__WORK TO COMPLETE__: Count the lines of the records below that contain the word "leaf", and reply with only that number.

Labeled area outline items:

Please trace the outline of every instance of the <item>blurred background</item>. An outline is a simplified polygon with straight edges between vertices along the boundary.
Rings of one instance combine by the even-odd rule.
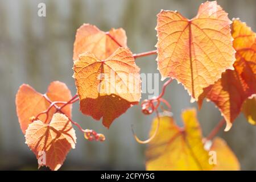
[[[55,80],[66,83],[72,94],[76,93],[72,77],[73,43],[80,26],[89,23],[105,31],[123,27],[129,47],[133,53],[139,53],[155,49],[156,15],[161,9],[176,10],[191,18],[204,1],[0,0],[0,169],[37,169],[36,158],[24,143],[19,127],[15,94],[23,83],[44,93]],[[46,17],[38,16],[40,2],[46,5]],[[256,30],[256,1],[219,0],[218,3],[229,13],[230,19],[240,17]],[[141,73],[159,73],[155,58],[151,56],[136,60]],[[161,86],[163,83],[159,83]],[[145,98],[147,94],[142,95]],[[196,104],[190,103],[187,91],[176,81],[168,86],[164,98],[171,104],[180,125],[181,110],[197,107]],[[197,115],[204,136],[221,119],[214,105],[205,101]],[[73,116],[83,127],[104,133],[106,140],[89,142],[76,130],[76,149],[68,154],[61,170],[144,169],[146,146],[135,141],[131,125],[138,136],[146,139],[154,116],[143,115],[140,107],[135,106],[116,119],[109,130],[102,126],[101,121],[80,113],[78,103],[73,106]],[[221,131],[219,135],[237,155],[242,169],[256,169],[256,127],[249,124],[241,114],[231,130]]]

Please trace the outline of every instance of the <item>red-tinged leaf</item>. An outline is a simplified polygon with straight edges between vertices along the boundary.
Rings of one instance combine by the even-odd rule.
[[[112,28],[109,34],[110,36],[93,25],[82,25],[76,32],[73,60],[77,60],[80,54],[86,52],[90,52],[98,59],[104,60],[117,49],[119,45],[127,47],[127,38],[123,29]]]
[[[113,121],[141,98],[140,69],[131,51],[119,48],[102,61],[92,53],[74,62],[74,75],[80,110],[109,127]]]
[[[53,81],[50,84],[46,96],[52,101],[68,101],[72,98],[71,93],[63,82]],[[50,105],[43,94],[37,92],[28,85],[23,84],[20,86],[16,95],[16,109],[21,130],[25,134],[28,125],[31,121],[30,118],[36,117],[39,113],[46,110]],[[61,105],[57,104],[58,106]],[[72,105],[65,106],[63,111],[71,117]],[[55,113],[56,109],[53,107],[49,112],[48,123]],[[44,121],[46,119],[45,114],[42,114],[39,119]]]
[[[247,121],[253,125],[256,125],[256,96],[248,98],[243,102],[242,110]]]
[[[45,152],[45,164],[51,170],[57,170],[69,150],[75,148],[76,137],[71,122],[64,115],[54,114],[49,124],[34,121],[26,131],[26,143],[38,159]]]
[[[158,69],[162,80],[176,78],[196,101],[227,69],[233,69],[235,51],[232,22],[216,1],[206,2],[188,19],[179,13],[162,11],[156,29]]]
[[[237,53],[234,70],[227,70],[215,84],[205,89],[199,106],[207,97],[218,107],[229,130],[241,111],[245,100],[256,93],[256,34],[245,23],[233,21],[232,36]]]

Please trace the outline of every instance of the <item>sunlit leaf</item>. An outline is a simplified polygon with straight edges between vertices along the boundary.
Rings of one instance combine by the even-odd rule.
[[[201,4],[192,19],[162,10],[157,22],[157,60],[162,80],[176,78],[192,100],[197,101],[203,89],[226,69],[233,69],[232,22],[216,1]]]
[[[241,112],[244,101],[256,93],[256,34],[245,23],[234,19],[232,36],[237,51],[234,70],[227,70],[215,84],[206,88],[199,101],[201,106],[206,97],[216,105],[226,121],[226,131]]]
[[[109,127],[113,121],[141,98],[140,69],[131,51],[119,48],[104,60],[92,53],[74,62],[75,81],[82,113]]]
[[[68,118],[59,113],[54,114],[49,124],[40,120],[28,125],[26,131],[26,143],[37,159],[45,152],[44,160],[39,160],[39,167],[46,166],[51,170],[57,170],[65,160],[69,150],[75,148],[76,137]]]
[[[72,98],[71,93],[63,82],[53,81],[50,84],[46,94],[51,101],[68,101]],[[28,124],[31,121],[30,118],[36,117],[40,113],[46,110],[50,103],[44,97],[43,94],[37,92],[31,86],[27,84],[20,86],[16,95],[16,109],[19,122],[23,134],[25,134]],[[57,104],[61,106],[60,104]],[[71,117],[72,105],[65,106],[62,111],[69,117]],[[56,109],[52,107],[49,112],[49,117],[46,123],[48,123],[55,113]],[[40,115],[39,119],[44,121],[46,115]]]

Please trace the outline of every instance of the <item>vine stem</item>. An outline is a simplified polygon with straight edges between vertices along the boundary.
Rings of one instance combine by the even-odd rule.
[[[79,129],[84,133],[84,137],[85,139],[88,139],[88,140],[92,141],[93,140],[95,140],[96,141],[101,141],[103,142],[105,140],[105,137],[104,134],[102,134],[101,133],[97,133],[93,130],[90,130],[90,129],[83,129],[82,127],[76,122],[73,121],[71,118],[68,117],[67,114],[65,114],[62,110],[65,106],[66,106],[68,105],[72,104],[74,102],[76,102],[79,100],[79,98],[77,98],[78,95],[75,94],[72,98],[71,98],[67,102],[63,102],[63,101],[54,101],[52,102],[49,98],[45,94],[43,95],[43,97],[46,98],[46,100],[50,104],[50,105],[49,107],[45,110],[43,111],[40,113],[39,113],[36,117],[32,119],[32,122],[38,119],[39,117],[41,114],[46,114],[46,119],[45,120],[45,123],[47,122],[48,118],[49,118],[49,111],[50,111],[51,109],[53,107],[53,106],[55,107],[56,109],[56,113],[59,112],[61,114],[65,114],[65,115],[68,118],[68,121],[70,121],[73,125],[76,126]],[[61,106],[58,106],[56,104],[63,104]]]
[[[105,33],[106,34],[106,35],[108,35],[109,38],[110,38],[111,39],[112,39],[112,40],[114,41],[119,47],[123,47],[123,46],[122,46],[118,42],[118,41],[117,41],[117,40],[115,39],[115,38],[114,36],[113,36],[112,35],[110,35],[110,34],[109,34],[109,32],[106,32]],[[142,52],[142,53],[134,53],[133,55],[133,56],[134,59],[137,59],[138,57],[144,57],[144,56],[150,56],[150,55],[156,55],[157,53],[158,53],[157,50],[153,50],[153,51],[147,51],[147,52]]]
[[[133,125],[131,126],[131,131],[133,132],[133,136],[135,139],[135,140],[141,144],[146,144],[150,142],[156,135],[158,130],[159,128],[160,125],[160,117],[158,111],[158,107],[161,102],[164,104],[168,108],[168,110],[171,110],[171,105],[162,97],[164,95],[164,93],[166,91],[166,86],[169,85],[172,81],[172,78],[170,78],[163,85],[163,87],[162,89],[161,93],[158,96],[155,97],[153,97],[151,99],[146,100],[142,101],[141,104],[142,111],[144,114],[148,115],[155,112],[156,114],[156,117],[158,118],[158,123],[156,125],[156,128],[155,129],[153,134],[147,139],[145,140],[142,140],[139,139],[137,135],[136,135],[134,129]],[[156,102],[155,105],[154,104]]]
[[[217,125],[213,128],[213,129],[210,131],[210,134],[207,137],[207,140],[212,140],[216,134],[220,131],[220,130],[223,127],[226,121],[224,118],[222,118],[220,122],[217,124]]]

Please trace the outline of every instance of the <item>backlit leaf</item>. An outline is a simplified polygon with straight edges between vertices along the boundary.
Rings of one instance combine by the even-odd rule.
[[[46,166],[51,170],[57,170],[65,160],[69,150],[75,148],[76,137],[71,122],[64,115],[54,114],[49,124],[40,120],[28,125],[26,131],[26,143],[38,159],[45,152]]]
[[[232,22],[216,1],[201,4],[192,19],[177,11],[162,10],[157,22],[157,60],[162,80],[176,78],[192,100],[197,101],[203,89],[226,69],[233,69]]]
[[[204,148],[202,134],[195,109],[182,114],[184,127],[169,116],[160,117],[158,133],[146,151],[147,170],[211,170],[208,152]],[[150,135],[156,127],[152,123]]]
[[[226,142],[219,137],[213,139],[210,151],[215,151],[217,163],[213,167],[214,171],[240,170],[240,164],[232,150]]]
[[[109,34],[122,47],[127,47],[127,38],[122,28],[112,28]],[[119,47],[106,32],[95,26],[84,24],[77,29],[74,43],[73,60],[79,59],[79,55],[86,52],[93,53],[98,59],[109,57]]]
[[[68,101],[72,98],[71,93],[63,82],[53,81],[48,88],[46,95],[52,101]],[[40,113],[46,110],[50,105],[43,94],[37,92],[31,86],[27,84],[20,86],[16,95],[16,109],[19,119],[20,128],[23,134],[25,134],[30,120],[32,117],[36,117]],[[58,106],[61,106],[57,104]],[[72,105],[65,106],[62,111],[69,117],[71,117]],[[48,123],[56,111],[54,107],[49,112],[49,117],[47,123]],[[40,121],[44,121],[46,115],[40,115],[39,117]]]
[[[234,19],[232,36],[237,51],[234,70],[227,70],[215,84],[205,89],[199,101],[200,107],[205,97],[216,105],[226,121],[226,131],[239,115],[244,101],[256,93],[256,34],[245,23]]]
[[[147,170],[240,169],[236,155],[224,140],[216,138],[208,147],[203,143],[195,109],[183,111],[182,118],[184,127],[178,126],[171,117],[160,118],[158,133],[146,150]],[[150,135],[155,130],[157,119],[153,121]],[[210,158],[214,157],[210,155],[212,151],[215,163],[210,163]]]
[[[140,69],[131,51],[119,48],[104,60],[90,52],[74,62],[74,75],[82,113],[109,127],[113,121],[141,98]]]
[[[249,98],[243,102],[242,110],[248,122],[256,125],[256,96]]]

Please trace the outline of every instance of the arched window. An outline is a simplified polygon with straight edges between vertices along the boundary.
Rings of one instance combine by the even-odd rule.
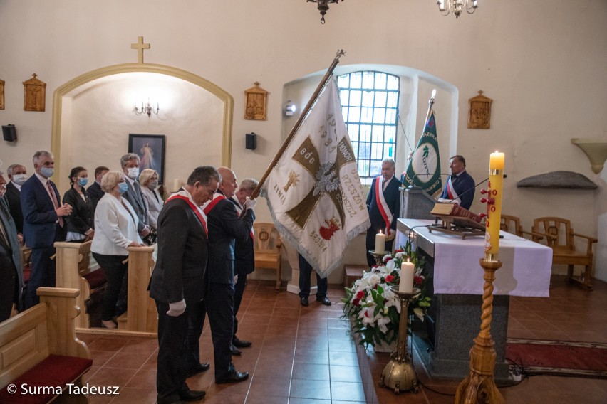
[[[338,76],[337,85],[358,175],[370,179],[381,172],[383,159],[395,158],[400,79],[358,71]]]

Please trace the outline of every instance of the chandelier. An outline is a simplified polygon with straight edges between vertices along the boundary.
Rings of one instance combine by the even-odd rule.
[[[341,0],[343,1],[343,0]],[[325,23],[325,14],[327,14],[327,11],[328,11],[328,5],[331,3],[338,3],[339,0],[307,0],[308,2],[311,1],[312,3],[318,3],[318,11],[321,12],[321,23]]]
[[[436,4],[438,4],[438,10],[442,13],[443,16],[447,16],[450,13],[453,13],[456,18],[460,16],[464,9],[469,14],[472,14],[478,8],[477,0],[438,0]],[[320,9],[320,4],[318,8]]]

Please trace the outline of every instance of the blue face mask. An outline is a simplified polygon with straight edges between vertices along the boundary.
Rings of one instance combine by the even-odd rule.
[[[46,178],[51,178],[55,174],[55,169],[51,167],[42,167],[40,169],[40,173]]]
[[[118,191],[120,193],[124,193],[128,189],[128,184],[125,182],[118,183]]]

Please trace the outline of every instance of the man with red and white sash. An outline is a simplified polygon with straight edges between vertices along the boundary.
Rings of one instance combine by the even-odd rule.
[[[238,184],[236,175],[227,167],[217,169],[222,179],[213,199],[202,207],[209,226],[209,292],[204,306],[211,325],[214,353],[215,383],[234,383],[249,378],[248,372],[239,372],[232,362],[234,336],[234,248],[235,240],[251,237],[256,201],[248,197],[244,213],[239,217],[234,203],[228,198]],[[202,333],[202,324],[196,331]],[[198,334],[199,338],[200,334]]]
[[[400,212],[400,192],[403,185],[394,176],[396,163],[393,159],[387,158],[381,162],[381,176],[373,179],[369,195],[367,196],[367,209],[371,227],[367,229],[367,251],[375,249],[375,235],[381,231],[386,235],[385,250],[392,250],[396,232],[396,220]],[[371,267],[376,264],[375,257],[367,253],[367,262]]]

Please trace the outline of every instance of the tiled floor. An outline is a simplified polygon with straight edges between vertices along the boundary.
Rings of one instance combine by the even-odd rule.
[[[594,290],[587,292],[554,277],[549,298],[512,298],[509,336],[607,342],[607,285],[594,285]],[[271,282],[250,281],[238,334],[253,346],[244,349],[234,363],[251,377],[239,383],[216,385],[212,368],[188,379],[190,388],[206,390],[206,403],[364,403],[356,348],[347,334],[348,324],[340,319],[343,294],[336,286],[329,290],[332,306],[322,306],[312,297],[310,307],[302,307],[296,295],[275,293]],[[93,368],[85,376],[89,386],[120,386],[118,395],[92,395],[92,403],[155,403],[155,339],[79,336],[93,357]],[[201,344],[203,359],[212,363],[207,327]],[[378,380],[387,355],[370,352],[368,356]],[[416,371],[423,383],[417,394],[395,395],[378,387],[380,403],[454,402],[459,381],[430,380],[417,364]],[[606,380],[539,376],[500,391],[510,404],[607,402]]]

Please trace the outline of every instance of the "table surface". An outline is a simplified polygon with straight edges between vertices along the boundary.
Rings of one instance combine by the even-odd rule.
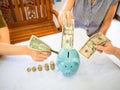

__CORRECT RESPONSE__: 3